## Begin PROVIDED DATA

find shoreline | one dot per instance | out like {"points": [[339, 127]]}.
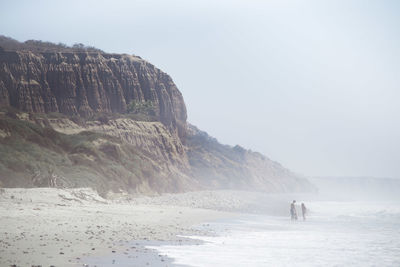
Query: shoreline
{"points": [[63, 227]]}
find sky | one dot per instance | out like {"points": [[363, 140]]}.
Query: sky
{"points": [[312, 84]]}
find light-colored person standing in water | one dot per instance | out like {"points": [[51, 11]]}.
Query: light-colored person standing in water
{"points": [[303, 211], [293, 212]]}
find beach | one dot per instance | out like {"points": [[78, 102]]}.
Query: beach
{"points": [[63, 227]]}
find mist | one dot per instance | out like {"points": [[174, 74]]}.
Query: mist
{"points": [[199, 133], [311, 84]]}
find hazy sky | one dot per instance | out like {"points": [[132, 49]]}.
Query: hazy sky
{"points": [[314, 85]]}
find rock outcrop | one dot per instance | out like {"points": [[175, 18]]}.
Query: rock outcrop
{"points": [[67, 113], [224, 167], [85, 83]]}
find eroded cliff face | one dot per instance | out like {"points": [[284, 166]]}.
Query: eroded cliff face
{"points": [[82, 83], [215, 165]]}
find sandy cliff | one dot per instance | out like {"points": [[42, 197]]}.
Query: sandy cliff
{"points": [[113, 122]]}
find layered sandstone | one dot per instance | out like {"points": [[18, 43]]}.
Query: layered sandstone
{"points": [[66, 114], [85, 83]]}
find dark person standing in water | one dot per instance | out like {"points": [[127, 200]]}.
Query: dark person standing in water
{"points": [[293, 212], [303, 211]]}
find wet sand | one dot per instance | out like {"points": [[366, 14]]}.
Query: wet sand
{"points": [[66, 227]]}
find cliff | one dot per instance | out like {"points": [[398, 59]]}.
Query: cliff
{"points": [[81, 117], [224, 167]]}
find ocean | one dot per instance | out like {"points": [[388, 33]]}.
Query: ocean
{"points": [[334, 234]]}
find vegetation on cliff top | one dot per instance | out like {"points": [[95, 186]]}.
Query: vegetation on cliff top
{"points": [[10, 44]]}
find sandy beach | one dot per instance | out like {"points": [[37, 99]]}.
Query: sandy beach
{"points": [[62, 227]]}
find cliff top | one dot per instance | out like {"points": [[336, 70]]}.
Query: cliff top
{"points": [[10, 44]]}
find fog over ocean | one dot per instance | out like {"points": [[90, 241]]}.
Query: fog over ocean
{"points": [[335, 234], [342, 232]]}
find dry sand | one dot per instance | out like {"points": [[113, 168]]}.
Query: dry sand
{"points": [[62, 227], [71, 227]]}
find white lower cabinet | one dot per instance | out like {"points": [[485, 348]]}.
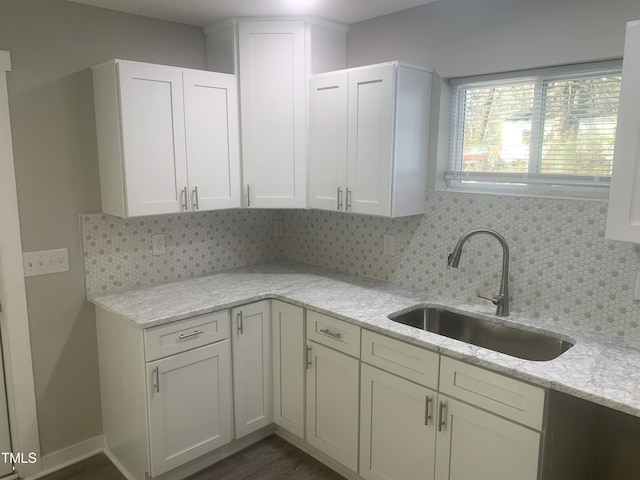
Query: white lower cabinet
{"points": [[333, 379], [166, 391], [382, 408], [397, 428], [287, 327], [333, 404], [251, 338], [473, 444], [189, 405], [409, 431]]}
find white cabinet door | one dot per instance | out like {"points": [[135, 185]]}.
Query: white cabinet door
{"points": [[153, 138], [189, 405], [328, 141], [333, 404], [370, 142], [212, 136], [272, 74], [288, 366], [476, 444], [397, 428], [623, 221], [251, 337]]}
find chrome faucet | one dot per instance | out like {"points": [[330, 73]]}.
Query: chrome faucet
{"points": [[502, 299]]}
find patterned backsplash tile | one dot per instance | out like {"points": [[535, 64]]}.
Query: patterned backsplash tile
{"points": [[561, 265], [118, 255]]}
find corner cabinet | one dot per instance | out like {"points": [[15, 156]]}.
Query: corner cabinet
{"points": [[273, 60], [166, 391], [333, 372], [623, 222], [176, 126], [251, 340], [368, 139], [288, 367]]}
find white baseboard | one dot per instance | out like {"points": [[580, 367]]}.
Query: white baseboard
{"points": [[125, 473], [317, 454], [68, 456]]}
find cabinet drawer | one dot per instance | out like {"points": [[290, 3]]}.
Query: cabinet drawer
{"points": [[408, 361], [334, 333], [496, 393], [184, 335]]}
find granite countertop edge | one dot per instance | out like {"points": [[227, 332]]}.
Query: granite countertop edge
{"points": [[598, 368]]}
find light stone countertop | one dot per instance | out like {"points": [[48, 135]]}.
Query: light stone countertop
{"points": [[598, 368]]}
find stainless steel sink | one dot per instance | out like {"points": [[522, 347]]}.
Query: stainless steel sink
{"points": [[514, 341]]}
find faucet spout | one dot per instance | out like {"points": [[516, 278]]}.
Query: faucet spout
{"points": [[502, 299]]}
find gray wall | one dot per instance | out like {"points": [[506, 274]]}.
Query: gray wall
{"points": [[462, 37], [53, 43]]}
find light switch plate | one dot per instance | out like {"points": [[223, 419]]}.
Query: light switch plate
{"points": [[278, 228], [158, 245], [389, 247], [45, 262]]}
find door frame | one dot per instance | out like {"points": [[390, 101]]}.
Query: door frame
{"points": [[14, 321]]}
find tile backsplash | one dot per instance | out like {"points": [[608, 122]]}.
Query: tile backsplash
{"points": [[118, 256], [561, 265]]}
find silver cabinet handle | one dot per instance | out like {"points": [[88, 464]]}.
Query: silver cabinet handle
{"points": [[190, 335], [185, 204], [427, 413], [441, 418], [196, 201], [240, 319], [326, 331], [156, 386]]}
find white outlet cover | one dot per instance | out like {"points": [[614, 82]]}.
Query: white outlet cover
{"points": [[158, 245], [44, 262]]}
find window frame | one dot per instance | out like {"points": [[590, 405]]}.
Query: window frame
{"points": [[536, 184]]}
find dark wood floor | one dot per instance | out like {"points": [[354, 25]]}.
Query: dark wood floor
{"points": [[269, 459]]}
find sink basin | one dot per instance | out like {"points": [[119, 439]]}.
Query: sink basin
{"points": [[514, 341]]}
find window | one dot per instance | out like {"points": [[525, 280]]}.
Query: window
{"points": [[549, 132]]}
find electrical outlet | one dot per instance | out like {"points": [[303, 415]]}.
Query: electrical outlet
{"points": [[45, 262], [278, 228], [389, 247], [158, 244]]}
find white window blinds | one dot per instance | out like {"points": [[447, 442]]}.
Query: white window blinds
{"points": [[548, 131]]}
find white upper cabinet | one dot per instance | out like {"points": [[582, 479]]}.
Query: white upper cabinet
{"points": [[328, 96], [368, 139], [167, 139], [213, 144], [273, 60], [272, 92], [624, 202]]}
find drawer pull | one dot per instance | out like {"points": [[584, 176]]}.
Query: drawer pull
{"points": [[240, 323], [427, 413], [441, 419], [196, 203], [156, 386], [184, 336], [326, 331], [183, 195]]}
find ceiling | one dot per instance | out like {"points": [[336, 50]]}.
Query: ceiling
{"points": [[205, 13]]}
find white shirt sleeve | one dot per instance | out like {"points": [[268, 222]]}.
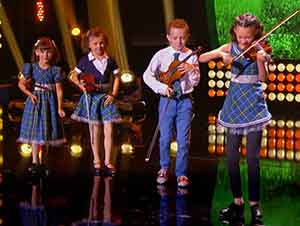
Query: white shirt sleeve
{"points": [[194, 75], [149, 75]]}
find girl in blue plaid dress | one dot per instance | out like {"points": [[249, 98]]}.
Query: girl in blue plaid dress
{"points": [[40, 122], [244, 112], [96, 107]]}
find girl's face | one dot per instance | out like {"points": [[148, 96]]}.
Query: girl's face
{"points": [[244, 36], [97, 45], [44, 55], [177, 38]]}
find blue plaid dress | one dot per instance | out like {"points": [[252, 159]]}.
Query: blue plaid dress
{"points": [[245, 108], [40, 122], [90, 108]]}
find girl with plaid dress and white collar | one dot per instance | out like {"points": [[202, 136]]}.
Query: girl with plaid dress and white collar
{"points": [[244, 112], [97, 108], [40, 124]]}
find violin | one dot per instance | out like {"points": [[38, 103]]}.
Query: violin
{"points": [[172, 74], [262, 39], [252, 53]]}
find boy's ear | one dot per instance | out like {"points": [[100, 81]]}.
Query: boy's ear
{"points": [[168, 37]]}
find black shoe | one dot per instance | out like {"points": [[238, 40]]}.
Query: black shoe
{"points": [[233, 215], [256, 216], [98, 172]]}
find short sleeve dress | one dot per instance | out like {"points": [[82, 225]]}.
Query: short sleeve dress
{"points": [[244, 109], [90, 108], [40, 122]]}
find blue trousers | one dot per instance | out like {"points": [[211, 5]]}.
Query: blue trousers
{"points": [[176, 118], [253, 149]]}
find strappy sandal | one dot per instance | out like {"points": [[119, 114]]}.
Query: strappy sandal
{"points": [[97, 169]]}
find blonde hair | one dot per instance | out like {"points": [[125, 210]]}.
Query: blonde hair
{"points": [[247, 20], [45, 43], [179, 23]]}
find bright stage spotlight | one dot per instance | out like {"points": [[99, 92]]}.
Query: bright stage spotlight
{"points": [[76, 150], [127, 149], [25, 150], [127, 77], [75, 31]]}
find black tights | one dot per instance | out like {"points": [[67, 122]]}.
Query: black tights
{"points": [[253, 149]]}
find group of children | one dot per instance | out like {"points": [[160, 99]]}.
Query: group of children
{"points": [[244, 111], [41, 124]]}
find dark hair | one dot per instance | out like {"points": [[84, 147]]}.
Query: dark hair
{"points": [[93, 32], [247, 20], [45, 43], [179, 23]]}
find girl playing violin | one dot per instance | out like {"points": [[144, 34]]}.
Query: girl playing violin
{"points": [[175, 105], [41, 124], [244, 112], [96, 107]]}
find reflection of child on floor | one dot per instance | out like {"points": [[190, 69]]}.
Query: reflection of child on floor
{"points": [[33, 213], [96, 216]]}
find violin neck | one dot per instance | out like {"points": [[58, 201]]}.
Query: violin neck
{"points": [[187, 57]]}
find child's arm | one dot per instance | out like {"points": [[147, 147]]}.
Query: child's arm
{"points": [[221, 52], [22, 84], [116, 83], [262, 58], [59, 93]]}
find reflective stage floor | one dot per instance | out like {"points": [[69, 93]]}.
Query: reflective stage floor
{"points": [[71, 195]]}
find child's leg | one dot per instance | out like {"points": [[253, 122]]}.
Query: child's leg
{"points": [[253, 149], [108, 141], [233, 155], [95, 143]]}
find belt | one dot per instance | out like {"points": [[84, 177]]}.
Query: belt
{"points": [[182, 97], [44, 87]]}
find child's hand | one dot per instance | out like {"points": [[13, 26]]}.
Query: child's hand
{"points": [[108, 100], [168, 92], [227, 58], [33, 98], [262, 56], [61, 113], [185, 67], [81, 86]]}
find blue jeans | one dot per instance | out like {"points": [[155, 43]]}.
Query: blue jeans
{"points": [[253, 149], [177, 118]]}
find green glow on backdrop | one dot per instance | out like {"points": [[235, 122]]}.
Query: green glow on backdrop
{"points": [[285, 41]]}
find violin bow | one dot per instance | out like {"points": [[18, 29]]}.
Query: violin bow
{"points": [[266, 35]]}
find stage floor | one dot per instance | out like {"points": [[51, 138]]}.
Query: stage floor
{"points": [[71, 195]]}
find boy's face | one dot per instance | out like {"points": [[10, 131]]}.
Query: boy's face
{"points": [[177, 38], [97, 45]]}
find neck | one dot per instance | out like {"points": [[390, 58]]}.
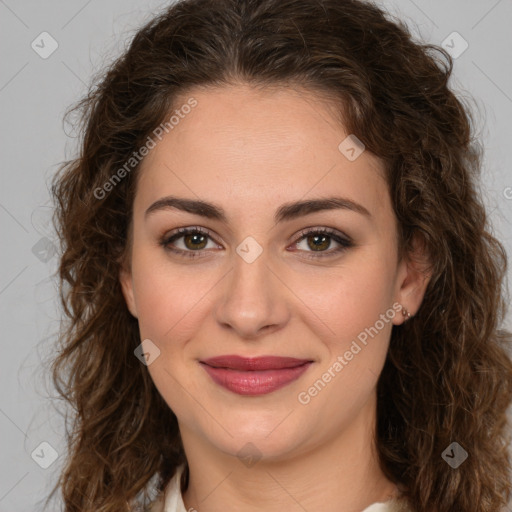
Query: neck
{"points": [[341, 474]]}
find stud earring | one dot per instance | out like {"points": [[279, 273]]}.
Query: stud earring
{"points": [[406, 313]]}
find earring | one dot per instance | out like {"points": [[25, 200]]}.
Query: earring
{"points": [[406, 313]]}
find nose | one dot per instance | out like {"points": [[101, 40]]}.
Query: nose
{"points": [[253, 301]]}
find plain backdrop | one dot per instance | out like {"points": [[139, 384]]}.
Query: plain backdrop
{"points": [[39, 80]]}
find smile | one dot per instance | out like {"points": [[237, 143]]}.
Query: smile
{"points": [[254, 376]]}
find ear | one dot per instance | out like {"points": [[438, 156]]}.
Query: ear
{"points": [[126, 280], [413, 276]]}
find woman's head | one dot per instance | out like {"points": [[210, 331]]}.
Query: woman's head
{"points": [[251, 106]]}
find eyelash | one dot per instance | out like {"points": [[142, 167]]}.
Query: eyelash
{"points": [[345, 243]]}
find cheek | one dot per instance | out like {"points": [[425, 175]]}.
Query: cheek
{"points": [[350, 297]]}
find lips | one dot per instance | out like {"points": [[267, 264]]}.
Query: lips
{"points": [[254, 376]]}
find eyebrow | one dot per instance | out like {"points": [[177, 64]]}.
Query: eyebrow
{"points": [[285, 212]]}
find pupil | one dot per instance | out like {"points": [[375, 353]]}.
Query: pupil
{"points": [[195, 239], [322, 239]]}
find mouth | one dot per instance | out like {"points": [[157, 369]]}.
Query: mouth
{"points": [[254, 376]]}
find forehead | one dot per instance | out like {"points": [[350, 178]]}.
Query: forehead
{"points": [[259, 146]]}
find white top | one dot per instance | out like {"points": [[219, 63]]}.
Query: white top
{"points": [[174, 501]]}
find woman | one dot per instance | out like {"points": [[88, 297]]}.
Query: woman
{"points": [[282, 288]]}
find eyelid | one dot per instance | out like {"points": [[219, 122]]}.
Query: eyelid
{"points": [[339, 237]]}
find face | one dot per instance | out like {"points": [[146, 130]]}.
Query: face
{"points": [[258, 278]]}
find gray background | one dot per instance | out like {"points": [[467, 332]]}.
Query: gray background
{"points": [[34, 93]]}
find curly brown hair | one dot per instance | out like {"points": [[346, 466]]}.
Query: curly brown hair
{"points": [[448, 373]]}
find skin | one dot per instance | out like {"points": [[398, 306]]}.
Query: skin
{"points": [[249, 151]]}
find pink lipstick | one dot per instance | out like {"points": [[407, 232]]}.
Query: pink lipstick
{"points": [[254, 376]]}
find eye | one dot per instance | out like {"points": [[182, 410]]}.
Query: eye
{"points": [[195, 239], [320, 239]]}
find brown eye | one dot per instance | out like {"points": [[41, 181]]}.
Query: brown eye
{"points": [[192, 241], [319, 240]]}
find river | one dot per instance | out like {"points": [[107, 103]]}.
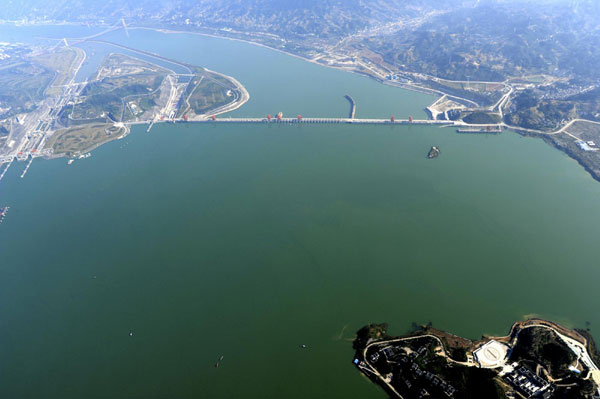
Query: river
{"points": [[128, 274]]}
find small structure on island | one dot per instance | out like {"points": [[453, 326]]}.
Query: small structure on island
{"points": [[491, 355]]}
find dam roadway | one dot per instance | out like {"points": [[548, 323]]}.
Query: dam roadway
{"points": [[301, 120]]}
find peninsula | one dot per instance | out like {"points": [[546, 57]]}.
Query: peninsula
{"points": [[537, 359]]}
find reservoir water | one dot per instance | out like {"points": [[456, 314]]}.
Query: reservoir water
{"points": [[249, 241]]}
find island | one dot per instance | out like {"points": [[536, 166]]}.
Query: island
{"points": [[537, 359]]}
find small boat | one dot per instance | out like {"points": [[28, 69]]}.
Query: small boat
{"points": [[433, 153], [3, 212]]}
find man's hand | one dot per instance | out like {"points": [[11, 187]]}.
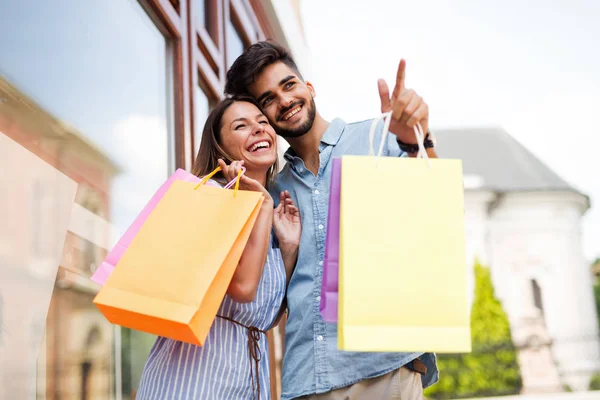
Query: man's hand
{"points": [[406, 105]]}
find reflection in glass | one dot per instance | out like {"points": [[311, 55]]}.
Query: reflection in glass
{"points": [[202, 107], [84, 92], [235, 45]]}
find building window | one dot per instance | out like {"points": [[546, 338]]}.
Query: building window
{"points": [[536, 290]]}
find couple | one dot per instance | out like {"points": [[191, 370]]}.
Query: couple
{"points": [[268, 96]]}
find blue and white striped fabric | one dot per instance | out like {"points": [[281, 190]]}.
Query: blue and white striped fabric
{"points": [[221, 369]]}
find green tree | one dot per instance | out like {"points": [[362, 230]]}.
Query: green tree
{"points": [[491, 368]]}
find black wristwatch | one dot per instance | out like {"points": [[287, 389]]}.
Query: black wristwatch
{"points": [[428, 143]]}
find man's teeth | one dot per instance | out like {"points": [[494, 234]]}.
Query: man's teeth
{"points": [[292, 113], [260, 145]]}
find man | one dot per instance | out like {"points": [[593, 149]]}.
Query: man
{"points": [[313, 367]]}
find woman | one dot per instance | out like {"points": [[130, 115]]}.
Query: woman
{"points": [[234, 362]]}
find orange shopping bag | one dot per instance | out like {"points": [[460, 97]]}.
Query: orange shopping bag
{"points": [[171, 280]]}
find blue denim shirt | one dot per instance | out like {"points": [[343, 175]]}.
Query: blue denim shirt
{"points": [[312, 363]]}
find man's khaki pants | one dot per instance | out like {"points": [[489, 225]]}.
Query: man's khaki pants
{"points": [[401, 384]]}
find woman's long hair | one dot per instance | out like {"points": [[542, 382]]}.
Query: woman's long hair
{"points": [[210, 145]]}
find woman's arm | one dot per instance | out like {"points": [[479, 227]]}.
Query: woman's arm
{"points": [[288, 229]]}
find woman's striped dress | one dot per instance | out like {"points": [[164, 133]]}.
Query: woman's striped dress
{"points": [[222, 368]]}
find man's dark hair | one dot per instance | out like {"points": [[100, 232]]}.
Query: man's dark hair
{"points": [[252, 62]]}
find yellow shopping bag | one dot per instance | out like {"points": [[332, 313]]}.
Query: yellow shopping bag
{"points": [[173, 276], [403, 273]]}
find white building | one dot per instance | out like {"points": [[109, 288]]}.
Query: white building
{"points": [[524, 222]]}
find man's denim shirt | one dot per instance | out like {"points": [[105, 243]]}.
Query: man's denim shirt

## End PROVIDED DATA

## SHORT PROBLEM
Reproduce the entries verbatim, starting at the line that contains "find woman's long" and ending with the final line of the entries, both included.

## THE SOLUTION
find woman's long hair | one dot per instance | out like {"points": [[542, 382]]}.
Query: woman's long hair
{"points": [[210, 145]]}
find woman's arm | one dot per instance | out like {"points": [[479, 227]]}.
Query: woman's arm
{"points": [[288, 229]]}
find woman's striped dress | one dot per instance | out like {"points": [[164, 133]]}.
Query: woman's striped dress
{"points": [[222, 368]]}
find man's dark hair | one dot per instance | out like {"points": [[100, 232]]}.
Query: man's dark hair
{"points": [[252, 62]]}
find yellow shopping bag | one dot per instance | out like {"points": [[332, 313]]}.
Query: yellow shopping bag
{"points": [[173, 276], [403, 273]]}
find white building | one dot per instance | out like {"points": [[109, 288]]}.
Query: white building
{"points": [[524, 222]]}
find man's denim shirt | one dot per instance | out like {"points": [[105, 243]]}.
Query: man's denim shirt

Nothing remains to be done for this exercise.